> EXCERPTED RECORDS

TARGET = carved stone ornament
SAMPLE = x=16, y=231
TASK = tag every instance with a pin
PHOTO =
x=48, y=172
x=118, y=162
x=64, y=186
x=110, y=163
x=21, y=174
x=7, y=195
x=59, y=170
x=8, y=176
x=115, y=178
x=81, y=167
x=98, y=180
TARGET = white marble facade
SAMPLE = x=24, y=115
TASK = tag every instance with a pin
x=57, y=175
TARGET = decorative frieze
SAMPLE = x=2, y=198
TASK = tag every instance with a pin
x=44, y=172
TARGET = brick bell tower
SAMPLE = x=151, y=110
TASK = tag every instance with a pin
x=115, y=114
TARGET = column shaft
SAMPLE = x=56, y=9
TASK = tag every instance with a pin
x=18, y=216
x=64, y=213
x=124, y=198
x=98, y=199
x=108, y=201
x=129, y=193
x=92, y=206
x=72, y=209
---
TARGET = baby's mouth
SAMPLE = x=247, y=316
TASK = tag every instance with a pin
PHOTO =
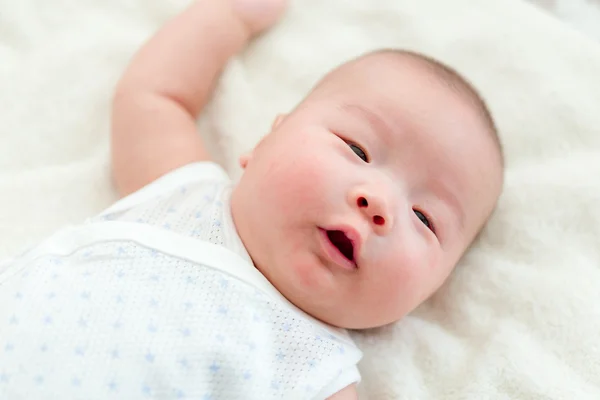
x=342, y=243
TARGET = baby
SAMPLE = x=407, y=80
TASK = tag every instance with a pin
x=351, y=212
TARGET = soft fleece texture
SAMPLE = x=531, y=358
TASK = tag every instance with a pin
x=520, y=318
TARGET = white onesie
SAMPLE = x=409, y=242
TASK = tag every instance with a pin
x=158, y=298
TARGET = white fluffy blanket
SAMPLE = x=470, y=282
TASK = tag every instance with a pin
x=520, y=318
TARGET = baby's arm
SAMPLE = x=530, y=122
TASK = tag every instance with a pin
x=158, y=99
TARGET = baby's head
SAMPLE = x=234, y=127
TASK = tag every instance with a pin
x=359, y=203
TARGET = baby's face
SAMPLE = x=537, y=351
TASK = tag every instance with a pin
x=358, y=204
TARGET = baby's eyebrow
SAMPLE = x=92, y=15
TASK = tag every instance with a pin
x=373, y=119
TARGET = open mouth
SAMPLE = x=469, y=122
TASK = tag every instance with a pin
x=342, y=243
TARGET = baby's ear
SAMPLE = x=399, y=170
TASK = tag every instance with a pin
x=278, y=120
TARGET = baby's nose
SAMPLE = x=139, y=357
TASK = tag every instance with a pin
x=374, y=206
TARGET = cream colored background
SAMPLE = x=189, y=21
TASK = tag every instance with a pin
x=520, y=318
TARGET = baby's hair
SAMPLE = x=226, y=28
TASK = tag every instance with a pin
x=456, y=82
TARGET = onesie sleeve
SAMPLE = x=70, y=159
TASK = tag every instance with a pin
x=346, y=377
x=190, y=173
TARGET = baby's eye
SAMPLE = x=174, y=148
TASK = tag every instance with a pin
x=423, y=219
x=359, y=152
--
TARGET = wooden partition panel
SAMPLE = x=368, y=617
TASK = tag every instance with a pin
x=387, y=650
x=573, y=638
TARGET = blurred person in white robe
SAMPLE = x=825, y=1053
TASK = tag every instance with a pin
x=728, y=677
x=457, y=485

> WRITTEN REQUEST
Number the lines of the material above as a list, skipping any blank lines. Begin at the line that contains "TARGET = brick bell tower" and stop after the line that contains "x=72, y=209".

> COMPLETED EXERCISE
1. TARGET = brick bell tower
2. SAMPLE = x=151, y=110
3. TASK = tag every instance with a pin
4. x=115, y=114
5. TARGET = column shaft
6. SAMPLE = x=56, y=9
7. TASK = tag every instance with a pin
8. x=18, y=216
9. x=64, y=213
10. x=124, y=198
11. x=98, y=199
12. x=108, y=201
13. x=129, y=193
14. x=92, y=206
15. x=72, y=209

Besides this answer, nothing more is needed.